START Data in this exercise

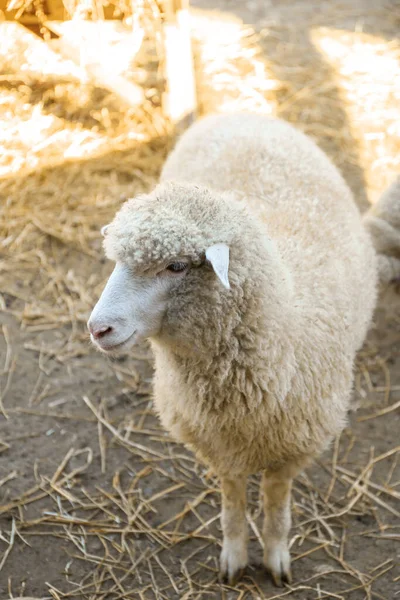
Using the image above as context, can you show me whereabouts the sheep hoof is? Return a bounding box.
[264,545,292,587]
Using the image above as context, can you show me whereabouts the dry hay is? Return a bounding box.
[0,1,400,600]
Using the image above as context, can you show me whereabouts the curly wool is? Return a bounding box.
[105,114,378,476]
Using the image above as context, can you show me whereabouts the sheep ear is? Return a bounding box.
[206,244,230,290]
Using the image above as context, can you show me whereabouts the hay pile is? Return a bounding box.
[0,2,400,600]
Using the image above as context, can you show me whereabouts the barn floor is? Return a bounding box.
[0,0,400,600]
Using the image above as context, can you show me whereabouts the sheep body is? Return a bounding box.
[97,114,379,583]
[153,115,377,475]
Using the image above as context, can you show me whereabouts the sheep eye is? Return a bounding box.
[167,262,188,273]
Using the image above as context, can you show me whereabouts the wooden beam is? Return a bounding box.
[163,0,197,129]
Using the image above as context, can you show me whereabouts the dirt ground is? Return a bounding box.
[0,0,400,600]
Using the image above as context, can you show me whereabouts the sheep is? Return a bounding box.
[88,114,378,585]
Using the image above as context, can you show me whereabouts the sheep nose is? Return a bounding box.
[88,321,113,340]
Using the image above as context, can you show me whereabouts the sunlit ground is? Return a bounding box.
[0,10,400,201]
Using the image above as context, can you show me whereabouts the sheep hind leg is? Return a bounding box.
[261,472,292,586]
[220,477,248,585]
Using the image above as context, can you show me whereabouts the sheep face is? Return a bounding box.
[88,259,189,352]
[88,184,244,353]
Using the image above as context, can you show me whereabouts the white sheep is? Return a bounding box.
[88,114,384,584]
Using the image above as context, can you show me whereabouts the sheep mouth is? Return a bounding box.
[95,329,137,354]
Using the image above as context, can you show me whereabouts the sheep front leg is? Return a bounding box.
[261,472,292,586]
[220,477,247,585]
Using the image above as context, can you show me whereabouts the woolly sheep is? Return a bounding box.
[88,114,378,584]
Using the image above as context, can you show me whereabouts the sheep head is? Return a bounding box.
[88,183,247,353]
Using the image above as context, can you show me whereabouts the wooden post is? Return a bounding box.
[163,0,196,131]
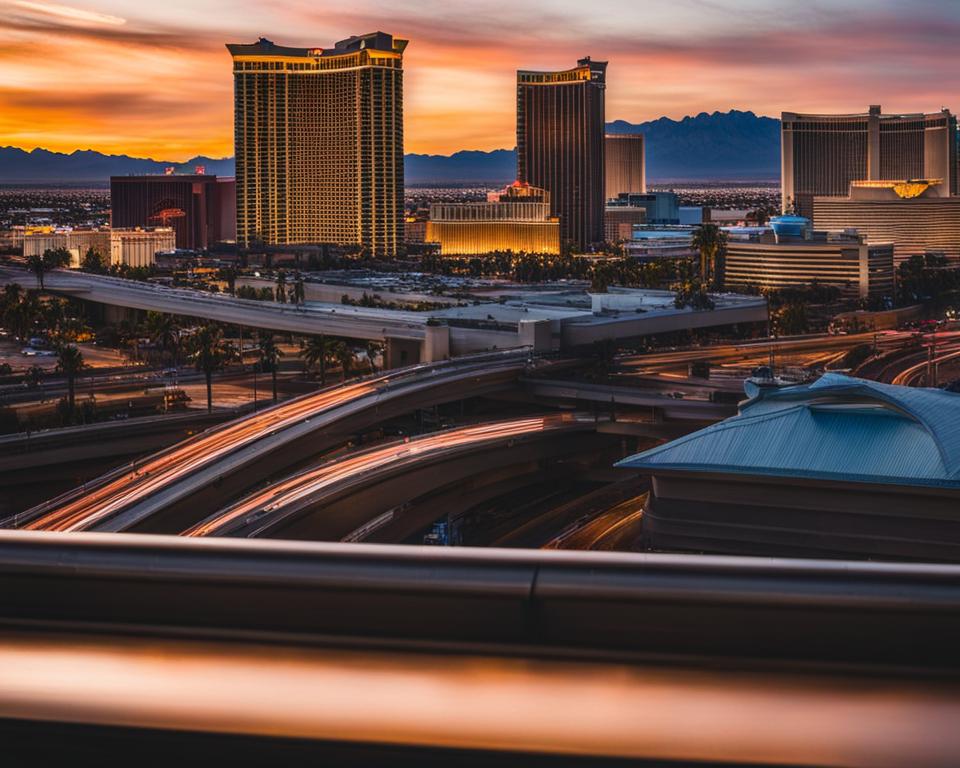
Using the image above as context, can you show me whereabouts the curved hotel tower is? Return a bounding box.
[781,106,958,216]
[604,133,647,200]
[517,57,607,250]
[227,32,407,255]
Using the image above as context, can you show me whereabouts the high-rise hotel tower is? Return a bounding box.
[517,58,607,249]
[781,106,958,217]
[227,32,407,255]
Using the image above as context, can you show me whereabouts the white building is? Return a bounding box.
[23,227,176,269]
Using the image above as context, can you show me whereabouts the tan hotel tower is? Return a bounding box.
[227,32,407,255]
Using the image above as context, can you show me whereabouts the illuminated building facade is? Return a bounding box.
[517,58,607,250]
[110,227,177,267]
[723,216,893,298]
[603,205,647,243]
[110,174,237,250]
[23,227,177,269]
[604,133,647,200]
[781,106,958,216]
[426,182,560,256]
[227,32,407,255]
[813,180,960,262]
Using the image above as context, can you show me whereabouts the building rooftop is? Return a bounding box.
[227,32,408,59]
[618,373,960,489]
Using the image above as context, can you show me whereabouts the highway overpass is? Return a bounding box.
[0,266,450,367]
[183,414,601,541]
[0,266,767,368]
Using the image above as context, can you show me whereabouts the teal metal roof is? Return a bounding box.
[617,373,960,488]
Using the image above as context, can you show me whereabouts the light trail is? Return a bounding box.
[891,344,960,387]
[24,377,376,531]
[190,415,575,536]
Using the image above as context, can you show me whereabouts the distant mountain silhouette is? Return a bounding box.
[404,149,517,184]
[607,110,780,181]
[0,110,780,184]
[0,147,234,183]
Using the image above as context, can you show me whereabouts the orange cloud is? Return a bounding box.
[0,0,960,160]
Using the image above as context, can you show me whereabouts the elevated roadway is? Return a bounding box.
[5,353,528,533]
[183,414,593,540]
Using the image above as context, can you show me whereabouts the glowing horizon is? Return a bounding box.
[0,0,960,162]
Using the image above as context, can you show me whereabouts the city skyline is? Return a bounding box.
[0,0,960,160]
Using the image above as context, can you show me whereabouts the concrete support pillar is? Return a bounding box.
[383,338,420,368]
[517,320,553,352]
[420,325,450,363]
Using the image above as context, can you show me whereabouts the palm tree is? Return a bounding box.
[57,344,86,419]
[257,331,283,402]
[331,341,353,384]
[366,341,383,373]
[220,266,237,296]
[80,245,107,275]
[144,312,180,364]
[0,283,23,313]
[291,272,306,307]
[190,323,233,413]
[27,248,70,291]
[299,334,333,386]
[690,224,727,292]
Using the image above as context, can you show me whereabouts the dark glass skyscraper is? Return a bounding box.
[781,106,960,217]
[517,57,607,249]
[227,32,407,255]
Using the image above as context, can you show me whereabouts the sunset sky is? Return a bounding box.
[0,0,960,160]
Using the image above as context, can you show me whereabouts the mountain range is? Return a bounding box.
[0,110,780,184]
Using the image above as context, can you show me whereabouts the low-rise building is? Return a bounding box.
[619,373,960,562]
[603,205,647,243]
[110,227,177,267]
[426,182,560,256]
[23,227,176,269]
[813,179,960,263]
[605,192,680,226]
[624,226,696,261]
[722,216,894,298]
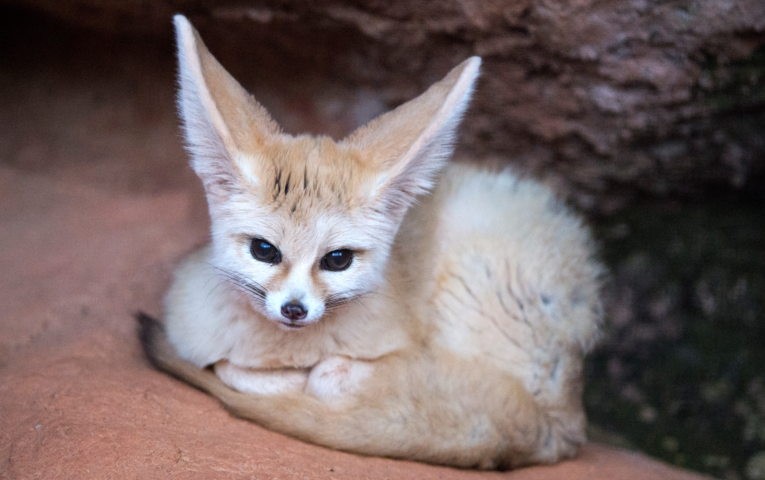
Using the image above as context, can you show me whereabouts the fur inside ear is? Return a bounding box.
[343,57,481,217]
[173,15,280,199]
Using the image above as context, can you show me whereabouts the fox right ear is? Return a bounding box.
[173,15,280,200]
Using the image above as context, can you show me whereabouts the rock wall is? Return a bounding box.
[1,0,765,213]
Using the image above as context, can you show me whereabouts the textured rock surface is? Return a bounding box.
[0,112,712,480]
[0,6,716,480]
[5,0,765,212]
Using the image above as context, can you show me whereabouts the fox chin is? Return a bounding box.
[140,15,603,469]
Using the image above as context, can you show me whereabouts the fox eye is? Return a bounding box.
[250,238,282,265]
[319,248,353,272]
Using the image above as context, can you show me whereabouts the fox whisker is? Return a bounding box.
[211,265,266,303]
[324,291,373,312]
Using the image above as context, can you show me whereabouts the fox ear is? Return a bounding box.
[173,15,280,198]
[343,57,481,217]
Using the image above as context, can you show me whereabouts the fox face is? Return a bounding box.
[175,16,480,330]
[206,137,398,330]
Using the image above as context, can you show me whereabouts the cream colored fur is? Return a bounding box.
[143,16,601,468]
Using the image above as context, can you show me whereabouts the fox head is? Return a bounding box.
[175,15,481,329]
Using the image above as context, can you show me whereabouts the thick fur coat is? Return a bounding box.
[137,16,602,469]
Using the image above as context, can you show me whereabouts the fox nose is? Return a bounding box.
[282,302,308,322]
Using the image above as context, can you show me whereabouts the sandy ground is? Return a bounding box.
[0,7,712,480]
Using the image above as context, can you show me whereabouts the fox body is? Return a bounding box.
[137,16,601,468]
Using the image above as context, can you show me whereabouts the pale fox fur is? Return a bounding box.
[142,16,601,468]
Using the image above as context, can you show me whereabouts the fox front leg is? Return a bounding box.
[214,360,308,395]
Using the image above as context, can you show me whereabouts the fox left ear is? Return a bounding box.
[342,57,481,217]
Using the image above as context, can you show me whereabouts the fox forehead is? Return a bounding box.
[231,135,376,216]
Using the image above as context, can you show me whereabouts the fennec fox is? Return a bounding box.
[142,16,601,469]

END Data in this exercise
START Data in this exercise

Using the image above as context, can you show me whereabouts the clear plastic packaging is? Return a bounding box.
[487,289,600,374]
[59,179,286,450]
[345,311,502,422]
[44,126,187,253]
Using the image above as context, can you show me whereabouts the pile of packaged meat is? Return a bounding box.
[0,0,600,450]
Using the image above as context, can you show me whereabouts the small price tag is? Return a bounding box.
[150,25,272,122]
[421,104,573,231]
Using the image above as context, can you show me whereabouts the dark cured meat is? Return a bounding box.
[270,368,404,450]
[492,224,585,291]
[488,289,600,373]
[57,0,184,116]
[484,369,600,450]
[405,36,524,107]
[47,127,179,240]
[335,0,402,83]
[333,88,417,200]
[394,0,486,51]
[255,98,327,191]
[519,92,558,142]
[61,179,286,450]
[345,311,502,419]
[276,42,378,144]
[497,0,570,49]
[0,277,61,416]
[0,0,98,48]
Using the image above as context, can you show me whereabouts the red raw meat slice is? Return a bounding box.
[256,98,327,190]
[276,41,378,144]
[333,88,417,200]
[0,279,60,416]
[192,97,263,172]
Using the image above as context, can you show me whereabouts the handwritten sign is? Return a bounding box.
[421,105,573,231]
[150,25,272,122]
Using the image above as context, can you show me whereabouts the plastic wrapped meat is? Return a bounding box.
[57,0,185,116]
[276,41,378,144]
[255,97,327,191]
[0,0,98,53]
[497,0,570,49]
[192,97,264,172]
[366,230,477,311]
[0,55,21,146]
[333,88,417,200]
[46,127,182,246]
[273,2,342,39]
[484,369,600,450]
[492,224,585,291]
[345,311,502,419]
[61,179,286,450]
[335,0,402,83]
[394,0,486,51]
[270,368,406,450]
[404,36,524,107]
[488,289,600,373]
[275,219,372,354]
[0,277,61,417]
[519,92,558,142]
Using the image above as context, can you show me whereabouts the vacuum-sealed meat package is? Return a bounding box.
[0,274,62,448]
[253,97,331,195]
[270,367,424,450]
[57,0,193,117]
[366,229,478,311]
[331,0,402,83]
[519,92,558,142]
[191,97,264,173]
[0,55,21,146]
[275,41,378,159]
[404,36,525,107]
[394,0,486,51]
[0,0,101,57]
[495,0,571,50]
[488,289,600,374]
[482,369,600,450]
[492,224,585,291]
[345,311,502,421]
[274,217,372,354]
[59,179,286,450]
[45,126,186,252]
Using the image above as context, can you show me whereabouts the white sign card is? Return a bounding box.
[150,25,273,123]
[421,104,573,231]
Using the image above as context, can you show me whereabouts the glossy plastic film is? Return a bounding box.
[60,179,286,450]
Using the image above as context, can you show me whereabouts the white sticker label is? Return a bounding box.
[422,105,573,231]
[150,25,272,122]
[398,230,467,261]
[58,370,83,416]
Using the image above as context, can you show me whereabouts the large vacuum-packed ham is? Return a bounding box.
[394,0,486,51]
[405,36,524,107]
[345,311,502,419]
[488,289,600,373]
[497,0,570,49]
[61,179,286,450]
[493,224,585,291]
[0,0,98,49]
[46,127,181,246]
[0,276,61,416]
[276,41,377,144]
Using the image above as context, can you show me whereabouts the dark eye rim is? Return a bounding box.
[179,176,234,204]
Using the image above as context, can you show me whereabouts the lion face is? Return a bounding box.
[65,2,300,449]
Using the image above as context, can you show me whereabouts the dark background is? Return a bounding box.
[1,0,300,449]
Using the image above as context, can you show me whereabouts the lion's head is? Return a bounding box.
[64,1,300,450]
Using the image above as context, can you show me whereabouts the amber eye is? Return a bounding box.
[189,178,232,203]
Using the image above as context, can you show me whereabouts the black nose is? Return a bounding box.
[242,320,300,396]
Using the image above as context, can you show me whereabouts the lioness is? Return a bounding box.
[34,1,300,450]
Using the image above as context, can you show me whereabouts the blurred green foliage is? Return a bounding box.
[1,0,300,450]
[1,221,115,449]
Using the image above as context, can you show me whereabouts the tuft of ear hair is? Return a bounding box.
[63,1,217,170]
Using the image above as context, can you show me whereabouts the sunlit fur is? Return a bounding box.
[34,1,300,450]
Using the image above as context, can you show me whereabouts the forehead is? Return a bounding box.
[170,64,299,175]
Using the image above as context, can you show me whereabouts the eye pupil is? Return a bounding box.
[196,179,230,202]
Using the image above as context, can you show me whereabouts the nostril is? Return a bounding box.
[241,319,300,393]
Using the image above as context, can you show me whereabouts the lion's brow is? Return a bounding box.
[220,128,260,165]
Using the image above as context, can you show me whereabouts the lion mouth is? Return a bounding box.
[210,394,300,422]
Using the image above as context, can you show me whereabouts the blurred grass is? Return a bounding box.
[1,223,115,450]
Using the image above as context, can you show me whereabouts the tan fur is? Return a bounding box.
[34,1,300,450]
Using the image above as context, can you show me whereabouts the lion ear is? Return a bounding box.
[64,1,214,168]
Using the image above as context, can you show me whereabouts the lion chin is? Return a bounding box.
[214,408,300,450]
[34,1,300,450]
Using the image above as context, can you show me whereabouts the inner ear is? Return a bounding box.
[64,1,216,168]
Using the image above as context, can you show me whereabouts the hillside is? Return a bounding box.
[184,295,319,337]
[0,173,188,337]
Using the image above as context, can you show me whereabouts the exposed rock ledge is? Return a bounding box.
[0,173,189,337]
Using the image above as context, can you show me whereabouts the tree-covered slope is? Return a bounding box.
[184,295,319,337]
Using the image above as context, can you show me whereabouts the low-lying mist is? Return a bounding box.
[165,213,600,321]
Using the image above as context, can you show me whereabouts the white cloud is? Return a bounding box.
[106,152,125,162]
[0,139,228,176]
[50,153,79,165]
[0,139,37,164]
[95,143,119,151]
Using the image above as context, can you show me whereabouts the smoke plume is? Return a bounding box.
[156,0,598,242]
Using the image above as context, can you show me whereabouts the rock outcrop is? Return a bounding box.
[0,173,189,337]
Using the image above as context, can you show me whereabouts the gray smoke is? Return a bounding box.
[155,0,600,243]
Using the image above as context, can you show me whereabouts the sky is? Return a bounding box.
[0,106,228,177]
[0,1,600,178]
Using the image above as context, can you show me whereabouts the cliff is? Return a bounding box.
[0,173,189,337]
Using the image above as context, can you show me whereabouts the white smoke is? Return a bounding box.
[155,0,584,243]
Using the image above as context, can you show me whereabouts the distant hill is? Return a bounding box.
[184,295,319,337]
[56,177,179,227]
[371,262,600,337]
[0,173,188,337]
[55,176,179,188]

END Data in this exercise
START Data in this exercise

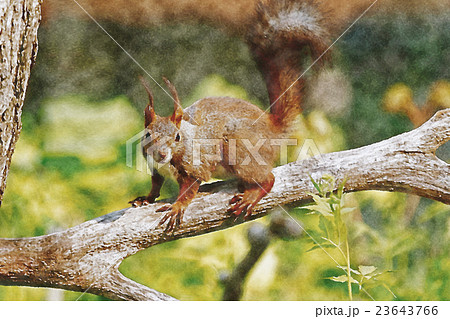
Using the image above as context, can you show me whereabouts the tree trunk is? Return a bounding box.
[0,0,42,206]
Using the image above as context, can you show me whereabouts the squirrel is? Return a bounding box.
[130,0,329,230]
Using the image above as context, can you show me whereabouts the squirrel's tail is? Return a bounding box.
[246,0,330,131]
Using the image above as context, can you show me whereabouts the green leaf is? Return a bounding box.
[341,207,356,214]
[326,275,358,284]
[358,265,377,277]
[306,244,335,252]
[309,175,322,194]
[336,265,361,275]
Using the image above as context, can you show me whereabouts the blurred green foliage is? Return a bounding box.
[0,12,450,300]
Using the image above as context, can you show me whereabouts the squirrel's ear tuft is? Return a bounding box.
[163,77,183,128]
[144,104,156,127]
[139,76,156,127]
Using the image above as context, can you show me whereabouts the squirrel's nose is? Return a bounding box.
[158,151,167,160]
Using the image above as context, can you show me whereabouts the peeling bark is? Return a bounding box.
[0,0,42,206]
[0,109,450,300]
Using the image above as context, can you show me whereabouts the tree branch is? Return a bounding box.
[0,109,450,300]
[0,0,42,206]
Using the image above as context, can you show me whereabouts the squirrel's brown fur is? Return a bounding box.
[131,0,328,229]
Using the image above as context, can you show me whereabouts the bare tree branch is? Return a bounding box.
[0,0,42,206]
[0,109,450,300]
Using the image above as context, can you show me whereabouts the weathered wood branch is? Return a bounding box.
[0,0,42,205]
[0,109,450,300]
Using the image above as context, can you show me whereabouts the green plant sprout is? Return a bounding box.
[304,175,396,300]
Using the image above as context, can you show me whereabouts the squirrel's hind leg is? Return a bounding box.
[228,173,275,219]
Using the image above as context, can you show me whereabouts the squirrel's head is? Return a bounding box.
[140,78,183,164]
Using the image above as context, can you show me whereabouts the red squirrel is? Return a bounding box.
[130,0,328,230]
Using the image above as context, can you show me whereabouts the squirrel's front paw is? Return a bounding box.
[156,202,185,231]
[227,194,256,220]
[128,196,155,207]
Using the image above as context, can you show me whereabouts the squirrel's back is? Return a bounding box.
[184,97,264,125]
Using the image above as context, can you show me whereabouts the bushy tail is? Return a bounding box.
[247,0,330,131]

END Data in this exercise

• **Work instructions**: Rewrite the lines starting with the line that contains "hoof is? Return a bounding box." and going on through the line that contains "[88,321,113,340]", putting "where" in place of "whereabouts" and leaving everything else unchanged.

• **The answer**:
Using the image above as context, can you show me where the sheep hoof is? Return a bounding box.
[264,545,292,587]
Using the image above as context, can you show me where the dry hay is? Return a bounding box.
[0,1,400,600]
Using the image above as context, can you show me where the curly wool is? Return a bounding box.
[105,114,378,476]
Using the image above as context, can you show me where the sheep ear is? Return a bounding box.
[206,244,230,290]
Using the image above as context, can you show me where the hay pile is? Return a bounding box.
[0,2,400,600]
Using the image above as context, can you show me where the barn floor is? Return a bounding box.
[0,0,400,600]
Using the image above as context, can you show me where the sheep body is? Return a bounding box.
[97,114,379,583]
[153,115,377,475]
Using the image above as context, can you show me where the sheep eye is? Return a bounding box.
[167,262,188,273]
Using the image above as context, can you show me where the wooden beam is? Return a bounding box.
[163,0,197,129]
Using the image above as context, can you show me where the dirt ground is? Return a bounding box.
[0,0,400,600]
Using the image above as context, can you show me where the sheep is? Return a bounding box.
[88,114,378,585]
Using the image above as context, can you show me where the sheep nose is? Return a bounding box.
[88,321,113,340]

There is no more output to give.